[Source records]
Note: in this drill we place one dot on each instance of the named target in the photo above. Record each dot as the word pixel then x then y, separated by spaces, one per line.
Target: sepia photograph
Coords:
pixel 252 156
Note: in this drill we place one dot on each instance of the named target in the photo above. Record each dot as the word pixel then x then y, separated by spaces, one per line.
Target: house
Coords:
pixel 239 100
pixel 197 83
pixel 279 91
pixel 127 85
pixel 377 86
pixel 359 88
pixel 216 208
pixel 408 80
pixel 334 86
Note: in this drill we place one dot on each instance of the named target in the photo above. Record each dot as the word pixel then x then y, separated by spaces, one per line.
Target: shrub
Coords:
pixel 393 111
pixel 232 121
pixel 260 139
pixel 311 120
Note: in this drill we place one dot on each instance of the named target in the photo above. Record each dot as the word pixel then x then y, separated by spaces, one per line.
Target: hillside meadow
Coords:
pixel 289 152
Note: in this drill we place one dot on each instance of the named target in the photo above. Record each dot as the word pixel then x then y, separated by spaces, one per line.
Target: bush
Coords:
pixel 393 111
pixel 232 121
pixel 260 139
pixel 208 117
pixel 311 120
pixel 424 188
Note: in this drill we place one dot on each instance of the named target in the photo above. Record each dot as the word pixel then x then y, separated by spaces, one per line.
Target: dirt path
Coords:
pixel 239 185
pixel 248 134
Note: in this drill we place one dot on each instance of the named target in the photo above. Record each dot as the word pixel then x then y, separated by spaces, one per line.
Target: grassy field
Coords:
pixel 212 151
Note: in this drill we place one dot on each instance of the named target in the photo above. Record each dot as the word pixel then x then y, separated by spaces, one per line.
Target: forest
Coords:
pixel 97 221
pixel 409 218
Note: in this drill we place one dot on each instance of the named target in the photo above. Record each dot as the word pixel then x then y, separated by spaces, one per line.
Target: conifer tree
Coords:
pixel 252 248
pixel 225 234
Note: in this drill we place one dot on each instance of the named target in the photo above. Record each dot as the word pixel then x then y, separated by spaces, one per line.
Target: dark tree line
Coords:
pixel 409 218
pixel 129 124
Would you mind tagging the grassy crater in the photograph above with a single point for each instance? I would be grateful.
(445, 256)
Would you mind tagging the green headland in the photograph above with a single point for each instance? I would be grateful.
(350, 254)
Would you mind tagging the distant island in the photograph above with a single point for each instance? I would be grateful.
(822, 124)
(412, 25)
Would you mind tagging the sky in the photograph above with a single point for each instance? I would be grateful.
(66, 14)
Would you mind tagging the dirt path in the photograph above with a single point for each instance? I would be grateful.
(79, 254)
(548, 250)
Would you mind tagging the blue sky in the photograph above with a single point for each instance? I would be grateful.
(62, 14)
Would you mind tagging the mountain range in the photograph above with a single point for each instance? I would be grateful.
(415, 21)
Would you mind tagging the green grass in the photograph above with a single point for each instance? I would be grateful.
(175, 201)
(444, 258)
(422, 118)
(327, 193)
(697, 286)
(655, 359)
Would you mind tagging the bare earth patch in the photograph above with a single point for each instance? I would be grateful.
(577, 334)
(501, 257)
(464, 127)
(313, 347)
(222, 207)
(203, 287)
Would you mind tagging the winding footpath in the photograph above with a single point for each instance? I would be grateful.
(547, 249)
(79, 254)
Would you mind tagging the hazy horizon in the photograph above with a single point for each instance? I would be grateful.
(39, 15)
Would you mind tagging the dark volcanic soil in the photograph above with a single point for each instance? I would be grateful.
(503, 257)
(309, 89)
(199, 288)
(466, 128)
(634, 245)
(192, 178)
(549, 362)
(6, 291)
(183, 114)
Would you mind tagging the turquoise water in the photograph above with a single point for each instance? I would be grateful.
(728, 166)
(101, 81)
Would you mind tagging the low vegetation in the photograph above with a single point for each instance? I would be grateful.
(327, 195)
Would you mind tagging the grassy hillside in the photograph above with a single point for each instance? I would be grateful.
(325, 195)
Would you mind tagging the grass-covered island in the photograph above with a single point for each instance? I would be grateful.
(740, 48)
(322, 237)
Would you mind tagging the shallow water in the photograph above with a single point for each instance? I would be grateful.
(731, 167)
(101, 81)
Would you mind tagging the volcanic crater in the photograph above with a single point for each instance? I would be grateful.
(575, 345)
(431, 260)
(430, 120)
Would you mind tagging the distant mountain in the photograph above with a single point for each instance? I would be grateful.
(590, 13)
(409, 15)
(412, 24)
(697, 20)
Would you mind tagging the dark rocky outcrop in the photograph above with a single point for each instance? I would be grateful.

Problem description
When the word "tree" occurs in a line above, list that line.

Task response
Target: conifer tree
Target: dark tree line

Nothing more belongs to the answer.